Anne Schuchat, Donald Trump

Anne Schuchat, who served as the top career official at the Centers for Disease Control and Prevention, and other CDC leaders detailed how Trump officials pressured the agency, according to a House report released Monday. Evan Vucci/Associated Press, file

Trump appointees oversaw a concerted effort to restrict immigration at the U.S.-Mexico border during the pandemic, change scientific reports and muzzle top officials at the Centers for Disease Control and Prevention, according to emails, text messages and interviews gathered by a congressional panel probing the pandemic response.

Former CDC director Robert Redfield, former top deputy Anne Schuchat and others described how the Trump White House and its allies repeatedly “bullied” staff, tried to rewrite their publications and threatened their jobs in an attempt to align the CDC with the more optimistic view of the pandemic espoused by Donald Trump, the House select subcommittee on the coronavirus crisis concluded in a report released Monday.

Several public health officials detailed a months-long campaign against Schuchat sparked by Trump appointees’ belief that her grim assessments of the pandemic reflected poorly on the president, leading Schuchat, a 32-year CDC veteran, to openly wonder if she would be fired in the summer of 2020, her colleagues told the panel.
******
What to work on.
**a)** According to the article on the CDC report, how many years had Anne Schuchat been at the CDC?
**b)** Repeat the stretch of the article on the CDC report from "Anne Schuchat, who" through "the pandemic response.".
**c)** Go on with the article on the CDC report from the point where it stops.
The data after this point come from a separate source.

Given information.
******
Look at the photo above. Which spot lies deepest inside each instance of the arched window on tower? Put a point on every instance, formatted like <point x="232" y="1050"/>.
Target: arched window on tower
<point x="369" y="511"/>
******
Written responses.
**a)** 32 years.

**b)**
Anne Schuchat, who served as the top career official at the Centers for Disease Control and Prevention, and other CDC leaders detailed how Trump officials pressured the agency, according to a House report released Monday. Evan Vucci/Associated Press, file

Trump appointees oversaw a concerted effort to restrict immigration at the U.S.-Mexico border during the pandemic, change scientific reports and muzzle top officials at the Centers for Disease Control and Prevention, according to emails, text messages and interviews gathered by a congressional panel probing the pandemic response.

**c)**
The panel’s latest report also offers new insight into key flash points, such as a CDC-backed plan to require masks on public and commercial transportation in the summer of 2020, with Martin Cetron, director of the agency’s division of global migration and quarantine, citing evidence that the requirement would reduce covid risks to travelers.

The plan was backed by the travel industry and “could have made a significant contribution” by curbing infections and deaths ahead of a fall and winter virus surge that year, Cetron added, but Trump officials blocked the measure. President Joe Biden later issued a similar order on his second day in office in January 2021.

Redfield and other officials told the panel that they believed they might be fired if they angered the White House, hindering the CDC’s ability to fight the virus.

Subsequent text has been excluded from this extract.